Estratto del documento:
A favore dell'imputato c'è «molto più che il ragionevole dubbio: la ragionevole certezza della sua estraneità al delitto». Con queste parole quasi in fondo alle 260 pagine di motivazione della propria sentenza i giudici della Prima sezione della Corte d'assise d'appello di Milano, presieduti da Ivana Caputo, spiegano l'assoluzione di Stefano Binda decisa lo scorso luglio. Il 51enne, accusato di aver ucciso Lidia Macchi a Cittiglio, non lontano da Varese, nella notte tra il 5 e il 6 gennaio 1987, in primo grado era stato condannato all'ergastolo.
I giudici di secondo grado analizzano le tesi dell'accusa, portata avanti dalla Procura generale di Milano, e anche alcune argomentazioni della parte civile, cioè la famiglia della 19enne colpita da 29 coltellate dopo essere stata costretta a un rapporto sessuale, rappresentata al processo dall'avvocato Daniele Pizzi. E le smontano pezzo per pezzo. Trattandosi di «processo indiziario», scrivono, gli elementi nel loro insieme dovrebbero permettere di attribuire il reato all'imputato «al di là di ogni ragionevole dubbio». Ma così non è. I «dati circostanziali» non hanno «alcun grado di certezza fattuale e nessuna valenza dimostrativa intrinseca perché frutto di mere presunzioni ed assertive congetture». La Corte arriva a parlare di «vero e proprio deserto probatorio via via fattosi vertigine» e di «congetture», alcune delle quali persino «azzardate».

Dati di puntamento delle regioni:

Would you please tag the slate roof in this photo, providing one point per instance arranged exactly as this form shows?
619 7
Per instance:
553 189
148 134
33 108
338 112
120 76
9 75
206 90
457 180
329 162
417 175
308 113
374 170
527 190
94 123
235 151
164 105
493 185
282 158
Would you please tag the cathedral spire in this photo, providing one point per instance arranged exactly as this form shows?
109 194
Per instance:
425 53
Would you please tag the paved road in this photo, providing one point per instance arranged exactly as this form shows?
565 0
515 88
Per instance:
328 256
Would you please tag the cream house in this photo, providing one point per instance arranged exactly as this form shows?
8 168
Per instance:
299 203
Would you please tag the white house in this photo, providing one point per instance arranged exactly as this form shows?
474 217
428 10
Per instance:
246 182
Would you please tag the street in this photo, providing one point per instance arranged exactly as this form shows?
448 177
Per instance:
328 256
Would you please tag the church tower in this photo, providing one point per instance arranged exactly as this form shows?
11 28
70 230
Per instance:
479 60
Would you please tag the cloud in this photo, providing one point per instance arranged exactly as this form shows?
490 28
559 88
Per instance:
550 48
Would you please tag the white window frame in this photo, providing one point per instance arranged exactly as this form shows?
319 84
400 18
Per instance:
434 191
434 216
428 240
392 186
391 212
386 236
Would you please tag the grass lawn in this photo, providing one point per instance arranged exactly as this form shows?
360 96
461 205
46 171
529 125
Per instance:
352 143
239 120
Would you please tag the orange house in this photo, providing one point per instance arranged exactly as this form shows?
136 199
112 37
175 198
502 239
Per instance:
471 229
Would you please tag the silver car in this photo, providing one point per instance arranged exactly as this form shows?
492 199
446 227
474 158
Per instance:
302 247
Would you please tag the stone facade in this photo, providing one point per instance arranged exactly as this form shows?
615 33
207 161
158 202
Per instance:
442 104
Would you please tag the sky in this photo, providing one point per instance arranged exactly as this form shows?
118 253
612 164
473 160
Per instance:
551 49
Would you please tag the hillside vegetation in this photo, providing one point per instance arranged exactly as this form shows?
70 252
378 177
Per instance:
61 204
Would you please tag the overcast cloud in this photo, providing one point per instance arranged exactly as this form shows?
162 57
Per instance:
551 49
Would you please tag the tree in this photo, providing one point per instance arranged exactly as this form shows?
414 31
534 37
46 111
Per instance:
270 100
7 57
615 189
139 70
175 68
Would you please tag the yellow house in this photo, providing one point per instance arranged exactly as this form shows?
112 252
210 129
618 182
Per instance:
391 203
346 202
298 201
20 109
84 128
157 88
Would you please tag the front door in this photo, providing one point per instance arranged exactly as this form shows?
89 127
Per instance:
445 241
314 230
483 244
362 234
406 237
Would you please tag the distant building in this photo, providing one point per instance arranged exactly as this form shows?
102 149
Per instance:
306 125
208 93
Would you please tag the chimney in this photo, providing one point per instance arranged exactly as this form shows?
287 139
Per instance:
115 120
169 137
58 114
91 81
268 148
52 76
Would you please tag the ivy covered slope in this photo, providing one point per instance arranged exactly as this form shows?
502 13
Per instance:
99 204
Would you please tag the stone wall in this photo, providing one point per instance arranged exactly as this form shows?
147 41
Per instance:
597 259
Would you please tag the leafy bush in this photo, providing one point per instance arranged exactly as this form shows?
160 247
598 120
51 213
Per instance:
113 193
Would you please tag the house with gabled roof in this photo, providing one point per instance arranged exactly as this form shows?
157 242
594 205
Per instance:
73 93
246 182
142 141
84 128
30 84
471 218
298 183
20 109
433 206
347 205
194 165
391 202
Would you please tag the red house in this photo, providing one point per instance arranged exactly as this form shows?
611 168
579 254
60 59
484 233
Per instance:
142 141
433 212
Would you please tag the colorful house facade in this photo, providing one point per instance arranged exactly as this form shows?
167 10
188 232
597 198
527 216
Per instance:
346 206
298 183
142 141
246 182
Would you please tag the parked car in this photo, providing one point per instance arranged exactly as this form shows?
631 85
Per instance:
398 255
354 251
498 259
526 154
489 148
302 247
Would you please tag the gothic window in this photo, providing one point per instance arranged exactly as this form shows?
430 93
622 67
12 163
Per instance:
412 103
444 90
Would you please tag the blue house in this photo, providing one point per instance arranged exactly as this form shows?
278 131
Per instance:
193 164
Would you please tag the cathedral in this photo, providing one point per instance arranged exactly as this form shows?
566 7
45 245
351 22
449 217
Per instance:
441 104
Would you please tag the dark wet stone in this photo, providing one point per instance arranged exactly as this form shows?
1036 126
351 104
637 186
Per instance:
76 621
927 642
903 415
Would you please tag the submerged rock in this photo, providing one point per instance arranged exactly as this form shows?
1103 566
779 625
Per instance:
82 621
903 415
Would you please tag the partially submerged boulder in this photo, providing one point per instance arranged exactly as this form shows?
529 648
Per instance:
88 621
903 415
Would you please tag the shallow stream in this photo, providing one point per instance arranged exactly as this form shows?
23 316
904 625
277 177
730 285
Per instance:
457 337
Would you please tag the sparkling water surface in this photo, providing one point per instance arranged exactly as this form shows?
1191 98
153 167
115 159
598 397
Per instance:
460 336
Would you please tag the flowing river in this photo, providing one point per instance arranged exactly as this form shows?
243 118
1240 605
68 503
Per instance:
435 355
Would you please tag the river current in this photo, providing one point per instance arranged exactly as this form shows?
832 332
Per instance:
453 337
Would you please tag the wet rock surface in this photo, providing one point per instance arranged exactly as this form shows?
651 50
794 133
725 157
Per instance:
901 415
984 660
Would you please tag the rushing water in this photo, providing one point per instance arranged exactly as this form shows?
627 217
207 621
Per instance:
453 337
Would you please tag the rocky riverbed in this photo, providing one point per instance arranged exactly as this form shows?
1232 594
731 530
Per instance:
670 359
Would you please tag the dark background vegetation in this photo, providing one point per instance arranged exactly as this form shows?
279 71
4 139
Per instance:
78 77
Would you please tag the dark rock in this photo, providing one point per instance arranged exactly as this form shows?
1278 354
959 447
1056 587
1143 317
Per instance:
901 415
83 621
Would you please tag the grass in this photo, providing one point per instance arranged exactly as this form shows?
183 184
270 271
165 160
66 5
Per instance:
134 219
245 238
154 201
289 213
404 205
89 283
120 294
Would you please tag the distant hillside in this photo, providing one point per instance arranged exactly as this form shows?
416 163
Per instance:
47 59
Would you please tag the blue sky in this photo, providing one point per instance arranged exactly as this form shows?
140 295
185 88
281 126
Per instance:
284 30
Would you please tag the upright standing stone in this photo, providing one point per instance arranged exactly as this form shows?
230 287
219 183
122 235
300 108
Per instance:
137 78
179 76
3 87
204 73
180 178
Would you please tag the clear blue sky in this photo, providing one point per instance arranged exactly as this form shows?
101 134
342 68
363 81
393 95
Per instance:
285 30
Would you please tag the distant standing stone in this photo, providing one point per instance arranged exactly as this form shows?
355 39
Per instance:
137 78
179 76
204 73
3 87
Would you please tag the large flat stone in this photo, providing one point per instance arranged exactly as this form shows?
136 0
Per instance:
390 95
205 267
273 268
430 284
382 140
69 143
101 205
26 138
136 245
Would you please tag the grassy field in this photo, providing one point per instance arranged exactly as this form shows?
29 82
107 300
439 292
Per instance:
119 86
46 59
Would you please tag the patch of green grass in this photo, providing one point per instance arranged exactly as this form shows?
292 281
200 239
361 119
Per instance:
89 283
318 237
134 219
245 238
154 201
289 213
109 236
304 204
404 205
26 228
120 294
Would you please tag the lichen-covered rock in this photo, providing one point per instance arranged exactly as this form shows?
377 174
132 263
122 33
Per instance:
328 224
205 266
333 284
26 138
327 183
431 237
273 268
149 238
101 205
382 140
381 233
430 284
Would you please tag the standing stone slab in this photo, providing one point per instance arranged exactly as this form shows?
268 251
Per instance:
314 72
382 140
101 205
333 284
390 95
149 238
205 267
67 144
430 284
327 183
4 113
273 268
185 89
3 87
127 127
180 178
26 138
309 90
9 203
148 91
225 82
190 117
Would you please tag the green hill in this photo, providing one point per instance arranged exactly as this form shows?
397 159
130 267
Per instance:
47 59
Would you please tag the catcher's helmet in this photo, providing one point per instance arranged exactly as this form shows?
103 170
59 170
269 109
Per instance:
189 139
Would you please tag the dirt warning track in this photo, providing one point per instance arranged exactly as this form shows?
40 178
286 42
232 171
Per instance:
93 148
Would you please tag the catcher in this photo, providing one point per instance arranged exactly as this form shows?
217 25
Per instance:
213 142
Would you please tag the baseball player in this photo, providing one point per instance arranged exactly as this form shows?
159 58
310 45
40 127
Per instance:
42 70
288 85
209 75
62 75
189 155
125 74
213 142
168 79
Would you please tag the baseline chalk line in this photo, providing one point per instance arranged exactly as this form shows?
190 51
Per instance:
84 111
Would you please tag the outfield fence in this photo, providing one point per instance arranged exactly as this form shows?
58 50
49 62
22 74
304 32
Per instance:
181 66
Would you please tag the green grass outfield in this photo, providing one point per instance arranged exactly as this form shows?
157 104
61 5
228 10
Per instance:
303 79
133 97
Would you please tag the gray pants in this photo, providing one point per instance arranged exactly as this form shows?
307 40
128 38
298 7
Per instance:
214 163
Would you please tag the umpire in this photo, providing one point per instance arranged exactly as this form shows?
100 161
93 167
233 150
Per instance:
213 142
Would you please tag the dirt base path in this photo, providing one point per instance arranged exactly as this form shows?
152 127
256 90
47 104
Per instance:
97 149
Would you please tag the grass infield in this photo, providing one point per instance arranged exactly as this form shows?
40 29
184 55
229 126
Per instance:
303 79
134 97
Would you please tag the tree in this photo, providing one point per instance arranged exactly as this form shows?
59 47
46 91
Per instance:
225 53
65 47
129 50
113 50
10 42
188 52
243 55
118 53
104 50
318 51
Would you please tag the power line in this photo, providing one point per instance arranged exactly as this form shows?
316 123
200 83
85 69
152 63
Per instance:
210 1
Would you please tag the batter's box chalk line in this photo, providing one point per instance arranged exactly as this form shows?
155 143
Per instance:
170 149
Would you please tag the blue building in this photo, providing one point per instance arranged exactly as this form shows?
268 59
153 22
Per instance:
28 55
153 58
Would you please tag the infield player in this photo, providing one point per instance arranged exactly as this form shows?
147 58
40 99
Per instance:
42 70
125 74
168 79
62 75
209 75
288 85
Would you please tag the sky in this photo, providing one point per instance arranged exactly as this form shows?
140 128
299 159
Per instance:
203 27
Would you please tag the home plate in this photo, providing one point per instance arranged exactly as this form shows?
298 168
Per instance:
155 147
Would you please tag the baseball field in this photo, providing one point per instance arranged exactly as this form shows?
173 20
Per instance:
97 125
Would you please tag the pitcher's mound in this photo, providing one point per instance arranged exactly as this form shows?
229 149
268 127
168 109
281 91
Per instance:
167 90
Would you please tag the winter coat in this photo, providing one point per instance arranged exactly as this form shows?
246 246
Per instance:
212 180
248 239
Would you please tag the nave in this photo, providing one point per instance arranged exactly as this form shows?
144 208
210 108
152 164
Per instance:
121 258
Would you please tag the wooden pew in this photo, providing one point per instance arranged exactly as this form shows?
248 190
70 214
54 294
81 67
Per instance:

Obiettivo del compito:
Rispondi a queste domande sull'articolo relativo all'assoluzione di Stefano Binda:
1. Di quante pagine è composta la motivazione della sentenza d'appello?
2. Da quante coltellate è stata colpita la 19enne?
3. Quale avvocato ha rappresentato la parte civile al processo?
Le voci provengono da una fonte diversa.

Soluzione del compito:
1. 260 pagine.
2. 29 coltellate.
3. Daniele Pizzi.